# [Exercise brief]
Please filter the entries and return only the lines that include "prayer".

# [Information given]

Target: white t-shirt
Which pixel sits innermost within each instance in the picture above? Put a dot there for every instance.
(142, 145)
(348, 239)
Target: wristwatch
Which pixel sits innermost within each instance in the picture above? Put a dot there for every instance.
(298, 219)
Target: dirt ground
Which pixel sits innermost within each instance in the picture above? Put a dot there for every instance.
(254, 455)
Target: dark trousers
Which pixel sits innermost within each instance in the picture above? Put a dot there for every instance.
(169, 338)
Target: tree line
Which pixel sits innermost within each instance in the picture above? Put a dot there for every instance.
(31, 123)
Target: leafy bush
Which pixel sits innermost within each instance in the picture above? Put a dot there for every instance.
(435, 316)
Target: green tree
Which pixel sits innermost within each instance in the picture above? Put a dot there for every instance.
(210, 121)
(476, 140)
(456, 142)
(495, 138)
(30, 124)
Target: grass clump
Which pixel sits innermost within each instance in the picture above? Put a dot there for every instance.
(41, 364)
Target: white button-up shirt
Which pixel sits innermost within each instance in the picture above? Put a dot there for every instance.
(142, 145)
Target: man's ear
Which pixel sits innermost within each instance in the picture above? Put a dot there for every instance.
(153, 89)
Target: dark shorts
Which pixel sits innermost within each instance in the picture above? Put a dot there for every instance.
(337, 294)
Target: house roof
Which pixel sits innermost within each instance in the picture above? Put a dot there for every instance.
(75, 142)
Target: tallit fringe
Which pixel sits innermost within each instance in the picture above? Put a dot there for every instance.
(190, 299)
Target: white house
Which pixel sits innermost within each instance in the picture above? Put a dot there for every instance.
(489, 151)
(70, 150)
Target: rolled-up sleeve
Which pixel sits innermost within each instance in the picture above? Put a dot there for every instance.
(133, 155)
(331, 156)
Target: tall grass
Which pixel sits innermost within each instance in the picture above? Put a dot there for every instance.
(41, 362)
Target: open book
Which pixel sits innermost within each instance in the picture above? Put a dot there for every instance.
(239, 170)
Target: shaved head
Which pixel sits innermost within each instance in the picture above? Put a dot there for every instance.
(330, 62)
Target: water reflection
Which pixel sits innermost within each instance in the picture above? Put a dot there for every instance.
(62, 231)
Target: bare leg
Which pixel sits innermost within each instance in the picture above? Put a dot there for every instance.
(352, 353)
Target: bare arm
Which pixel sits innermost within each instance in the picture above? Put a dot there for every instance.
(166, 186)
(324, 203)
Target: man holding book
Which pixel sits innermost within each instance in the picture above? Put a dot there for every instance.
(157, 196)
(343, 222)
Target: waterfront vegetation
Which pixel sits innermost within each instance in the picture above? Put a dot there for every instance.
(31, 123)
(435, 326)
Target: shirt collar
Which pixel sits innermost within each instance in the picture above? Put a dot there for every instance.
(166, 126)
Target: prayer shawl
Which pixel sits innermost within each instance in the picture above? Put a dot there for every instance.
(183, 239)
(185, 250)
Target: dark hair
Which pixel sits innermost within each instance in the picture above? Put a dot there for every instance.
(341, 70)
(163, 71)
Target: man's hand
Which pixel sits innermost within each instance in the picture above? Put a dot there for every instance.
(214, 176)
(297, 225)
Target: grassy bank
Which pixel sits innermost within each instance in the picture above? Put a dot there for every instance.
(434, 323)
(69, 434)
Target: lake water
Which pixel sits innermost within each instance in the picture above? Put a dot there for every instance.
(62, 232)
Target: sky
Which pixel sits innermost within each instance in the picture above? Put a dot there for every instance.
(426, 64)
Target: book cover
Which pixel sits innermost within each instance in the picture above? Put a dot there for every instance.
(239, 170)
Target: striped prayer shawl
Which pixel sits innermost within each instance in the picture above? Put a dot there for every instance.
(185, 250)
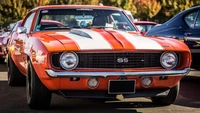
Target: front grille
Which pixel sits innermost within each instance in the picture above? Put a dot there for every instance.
(111, 60)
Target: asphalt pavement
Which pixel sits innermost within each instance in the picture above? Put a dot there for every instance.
(13, 100)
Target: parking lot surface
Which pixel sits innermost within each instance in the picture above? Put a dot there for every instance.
(13, 99)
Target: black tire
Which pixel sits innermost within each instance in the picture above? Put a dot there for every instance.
(15, 77)
(38, 96)
(169, 99)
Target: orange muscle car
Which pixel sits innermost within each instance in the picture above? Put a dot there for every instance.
(90, 56)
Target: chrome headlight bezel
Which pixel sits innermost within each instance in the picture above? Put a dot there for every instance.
(74, 56)
(164, 64)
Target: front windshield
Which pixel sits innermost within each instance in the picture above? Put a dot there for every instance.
(144, 27)
(57, 19)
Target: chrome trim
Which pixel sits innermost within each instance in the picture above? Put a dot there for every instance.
(52, 73)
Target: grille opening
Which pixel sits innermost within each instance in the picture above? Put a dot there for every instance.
(110, 60)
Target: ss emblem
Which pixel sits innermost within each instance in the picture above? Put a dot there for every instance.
(122, 60)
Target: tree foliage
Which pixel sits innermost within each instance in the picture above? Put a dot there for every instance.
(155, 10)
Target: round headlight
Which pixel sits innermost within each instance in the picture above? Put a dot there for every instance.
(68, 60)
(169, 60)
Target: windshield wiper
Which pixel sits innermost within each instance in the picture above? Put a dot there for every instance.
(101, 27)
(54, 28)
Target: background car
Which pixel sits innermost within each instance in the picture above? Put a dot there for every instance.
(185, 27)
(2, 46)
(92, 58)
(144, 26)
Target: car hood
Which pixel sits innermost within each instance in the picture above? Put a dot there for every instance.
(102, 39)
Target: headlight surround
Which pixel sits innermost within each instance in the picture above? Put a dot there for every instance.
(169, 60)
(69, 60)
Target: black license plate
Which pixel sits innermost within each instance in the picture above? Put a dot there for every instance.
(121, 86)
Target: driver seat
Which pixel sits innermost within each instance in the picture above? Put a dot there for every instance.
(99, 21)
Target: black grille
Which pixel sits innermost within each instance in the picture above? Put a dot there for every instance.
(110, 60)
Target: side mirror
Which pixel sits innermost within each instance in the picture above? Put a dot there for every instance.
(21, 30)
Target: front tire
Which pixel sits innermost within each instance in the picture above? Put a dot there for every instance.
(169, 99)
(38, 96)
(15, 77)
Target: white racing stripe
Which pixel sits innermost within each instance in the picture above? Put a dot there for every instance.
(95, 42)
(140, 42)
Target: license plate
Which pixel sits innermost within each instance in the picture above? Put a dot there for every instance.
(121, 86)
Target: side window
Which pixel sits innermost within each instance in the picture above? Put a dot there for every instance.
(28, 22)
(190, 18)
(197, 22)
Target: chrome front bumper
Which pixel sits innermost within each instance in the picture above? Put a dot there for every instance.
(52, 73)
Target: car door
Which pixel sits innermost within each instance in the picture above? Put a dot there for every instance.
(192, 35)
(20, 42)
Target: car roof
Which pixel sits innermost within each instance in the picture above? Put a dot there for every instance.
(144, 22)
(76, 6)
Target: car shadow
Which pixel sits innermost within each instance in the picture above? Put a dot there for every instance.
(14, 99)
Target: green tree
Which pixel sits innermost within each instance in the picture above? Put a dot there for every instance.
(147, 9)
(11, 11)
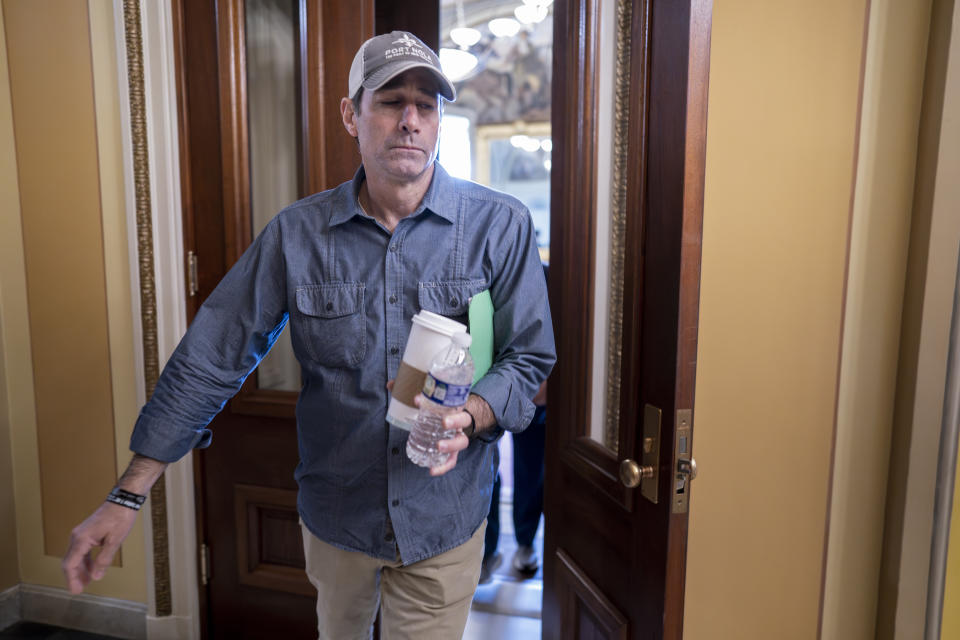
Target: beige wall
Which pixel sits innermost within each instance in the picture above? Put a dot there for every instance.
(64, 281)
(9, 206)
(882, 211)
(935, 237)
(946, 206)
(783, 110)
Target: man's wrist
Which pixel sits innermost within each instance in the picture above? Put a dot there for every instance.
(471, 430)
(126, 499)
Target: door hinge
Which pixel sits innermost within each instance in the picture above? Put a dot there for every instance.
(204, 564)
(192, 281)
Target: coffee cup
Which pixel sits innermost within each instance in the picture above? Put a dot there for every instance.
(429, 334)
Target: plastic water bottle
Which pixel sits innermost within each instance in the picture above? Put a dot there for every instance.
(445, 391)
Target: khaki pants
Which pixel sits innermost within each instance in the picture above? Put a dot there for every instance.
(427, 600)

# [Answer box]
Target: prayer shawl
Target: striped prayer shawl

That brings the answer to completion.